▶ Exercise instructions:
(a) Can you repeat the feather bryozoan article word for word, everything from "Crisularia plumosa is a species" down to "the Atlantic Ocean."?
(b) In the feather bryozoan article, which places are named in the clause describing how far the native range extends, before the mention of the Mediterranean Sea?

▶ Provided passage:
•••
Colonial aquatic invertebrate

Crisularia plumosa is a species of bryozoan belonging to the family Bugulidae, commonly known as the feather bryozoan. It is native to the Atlantic Ocean.

==Description==
Crisularia plumosa is a colonial bryozoan that forms small bushy clumps, up to 10 cm high, which are attached to the substrate by a tangled ball of rhizoids. The founding zooid is circular and spineless. As it buds and develops into a colony, a robust central trunk is formed, and branches grow out dichotomously from this in a characteristic spiral fashion, each with fine feathery branchlets. The colony is whitish, or pale tan. The individual zooids are microscopic, about 0.5 by 0.2 mm and form two calcified rows on each branchlet; some of the smallest zooids are avicularia, each able to use its mandible and hooked beak to catch prey, which is then passed to the somewhat larger neighbouring autozooids.

==Distribution and habitat==
Crisularia plumosa is native to the northeastern Atlantic Ocean, its range extending from the North Sea and the coasts of the British Isles and Ireland, to the Iberian Peninsula and Madeira; it is found sparingly in the Mediterranean Sea. It grows on rocky coasts with limited water movement, and on piers and jetties, and tolerates high levels of sediment in the water. It occurs at depths down to about 50 m. Also recorded from the Cape Peninsula in South Africa.
•••
[Data records]
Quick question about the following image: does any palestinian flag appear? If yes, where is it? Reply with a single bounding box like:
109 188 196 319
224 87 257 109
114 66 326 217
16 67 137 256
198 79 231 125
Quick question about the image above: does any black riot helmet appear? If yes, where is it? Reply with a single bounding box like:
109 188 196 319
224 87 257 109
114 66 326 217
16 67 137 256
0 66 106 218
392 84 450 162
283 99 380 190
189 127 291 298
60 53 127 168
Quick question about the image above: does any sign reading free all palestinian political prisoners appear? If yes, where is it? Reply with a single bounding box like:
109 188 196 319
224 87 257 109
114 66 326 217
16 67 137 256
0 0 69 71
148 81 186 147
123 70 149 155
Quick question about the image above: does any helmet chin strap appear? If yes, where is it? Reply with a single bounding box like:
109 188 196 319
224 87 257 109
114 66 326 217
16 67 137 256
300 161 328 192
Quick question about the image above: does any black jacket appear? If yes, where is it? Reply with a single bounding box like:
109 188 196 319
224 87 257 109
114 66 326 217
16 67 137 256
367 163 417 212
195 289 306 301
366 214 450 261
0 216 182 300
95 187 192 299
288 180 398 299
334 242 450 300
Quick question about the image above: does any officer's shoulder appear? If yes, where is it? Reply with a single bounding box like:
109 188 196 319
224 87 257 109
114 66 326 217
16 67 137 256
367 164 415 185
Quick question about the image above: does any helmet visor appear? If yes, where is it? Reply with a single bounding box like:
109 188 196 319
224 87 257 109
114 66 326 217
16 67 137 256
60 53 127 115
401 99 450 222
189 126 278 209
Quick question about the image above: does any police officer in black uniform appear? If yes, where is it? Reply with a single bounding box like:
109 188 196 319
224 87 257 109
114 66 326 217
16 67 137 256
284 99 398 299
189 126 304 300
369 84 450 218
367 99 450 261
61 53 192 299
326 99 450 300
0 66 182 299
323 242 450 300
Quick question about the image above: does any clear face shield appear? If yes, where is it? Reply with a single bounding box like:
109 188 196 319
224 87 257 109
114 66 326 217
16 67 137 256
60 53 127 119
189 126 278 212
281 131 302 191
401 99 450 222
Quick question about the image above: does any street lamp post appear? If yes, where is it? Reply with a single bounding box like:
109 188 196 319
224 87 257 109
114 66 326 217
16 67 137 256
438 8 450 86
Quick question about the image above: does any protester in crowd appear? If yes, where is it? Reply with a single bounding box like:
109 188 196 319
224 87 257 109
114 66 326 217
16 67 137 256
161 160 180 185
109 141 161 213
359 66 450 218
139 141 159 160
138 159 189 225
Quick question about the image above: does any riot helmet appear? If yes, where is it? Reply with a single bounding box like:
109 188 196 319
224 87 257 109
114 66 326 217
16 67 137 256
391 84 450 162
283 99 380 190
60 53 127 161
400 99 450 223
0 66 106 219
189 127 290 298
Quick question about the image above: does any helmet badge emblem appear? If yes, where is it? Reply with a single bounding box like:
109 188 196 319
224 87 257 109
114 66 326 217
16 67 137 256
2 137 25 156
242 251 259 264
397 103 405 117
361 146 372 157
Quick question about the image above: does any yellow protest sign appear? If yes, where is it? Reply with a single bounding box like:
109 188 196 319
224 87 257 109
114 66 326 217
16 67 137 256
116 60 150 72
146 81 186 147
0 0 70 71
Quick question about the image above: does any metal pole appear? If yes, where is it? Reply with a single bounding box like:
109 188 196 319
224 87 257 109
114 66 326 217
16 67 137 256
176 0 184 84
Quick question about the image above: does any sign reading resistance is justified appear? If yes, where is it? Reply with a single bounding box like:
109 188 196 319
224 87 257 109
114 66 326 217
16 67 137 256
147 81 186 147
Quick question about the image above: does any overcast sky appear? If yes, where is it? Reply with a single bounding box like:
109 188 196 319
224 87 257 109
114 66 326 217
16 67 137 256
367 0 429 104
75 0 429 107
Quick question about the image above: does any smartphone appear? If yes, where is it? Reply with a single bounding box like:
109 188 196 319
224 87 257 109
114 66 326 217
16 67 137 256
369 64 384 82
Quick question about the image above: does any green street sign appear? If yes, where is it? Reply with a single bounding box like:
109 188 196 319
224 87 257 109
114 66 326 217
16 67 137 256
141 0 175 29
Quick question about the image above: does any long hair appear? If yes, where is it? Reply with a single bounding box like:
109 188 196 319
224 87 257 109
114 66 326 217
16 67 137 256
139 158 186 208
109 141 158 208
•••
▶ Answers for this exercise:
(a)
Crisularia plumosa is a species of bryozoan belonging to the family Bugulidae, commonly known as the feather bryozoan. It is native to the Atlantic Ocean.

(b)
- North Sea
- Coasts of the British Isles
- Ireland
- Iberian Peninsula
- Madeira